Directions> Each record below needs to be reproduced precisely, though not its pictures.

Segment Start: Material for this task

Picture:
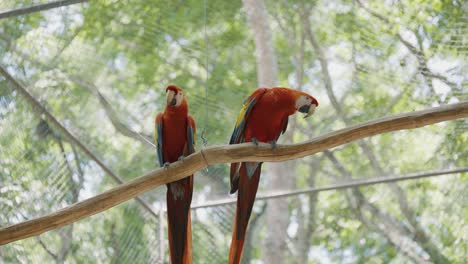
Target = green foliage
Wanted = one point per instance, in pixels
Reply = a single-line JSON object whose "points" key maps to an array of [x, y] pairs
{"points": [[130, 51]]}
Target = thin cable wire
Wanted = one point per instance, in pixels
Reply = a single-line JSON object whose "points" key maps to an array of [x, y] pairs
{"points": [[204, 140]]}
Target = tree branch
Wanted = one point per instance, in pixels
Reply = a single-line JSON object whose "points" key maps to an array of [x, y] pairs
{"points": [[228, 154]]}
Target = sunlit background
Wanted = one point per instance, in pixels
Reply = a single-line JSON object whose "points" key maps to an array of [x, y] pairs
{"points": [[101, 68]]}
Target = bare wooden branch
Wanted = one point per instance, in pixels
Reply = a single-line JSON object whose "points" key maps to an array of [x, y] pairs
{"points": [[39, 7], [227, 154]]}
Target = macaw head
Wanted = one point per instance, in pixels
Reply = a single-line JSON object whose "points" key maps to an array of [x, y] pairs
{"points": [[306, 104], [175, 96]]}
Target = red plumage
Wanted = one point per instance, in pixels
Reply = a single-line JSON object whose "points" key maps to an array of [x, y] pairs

Segment End: Material for this task

Response to this task>
Picture:
Target = green foliage
Wanted = one point per instance, in pixels
Reply = a single-line JSON object whose "points" key maps to an array of [x, y] pairs
{"points": [[130, 51]]}
Target = thin cable wire
Wanted = one point per instance, in pixels
Reply = a single-line JSON object whose "points" key maps to an array of [x, y] pairs
{"points": [[204, 140]]}
Target = tree branch
Wanted = one point per instance, in pixels
Reply = a single-line JSON object whose "points" key maps to an array of [x, y] pairs
{"points": [[228, 154]]}
Target = sunlit background
Wanted = one point per instance, in pixels
Reply = a single-line JSON object whose "points" key maps to an array of [x, y] pairs
{"points": [[101, 68]]}
Target = bare wooden branch
Wanted = one point per instance, in pixels
Reply = a single-line JSON object whose "points" key maps to an array of [x, y] pairs
{"points": [[39, 7], [227, 154]]}
Target = macaw head
Wanted = one point per instance, in pixels
Reply = a single-line JSON object whose "points" key maps to an array of [x, y] pairs
{"points": [[306, 104], [175, 96]]}
Target = red plumage
Wanted = one point per instance, in pixels
Reply = a single-line JSON object whose "points" key maps to an array of [x, y] pairs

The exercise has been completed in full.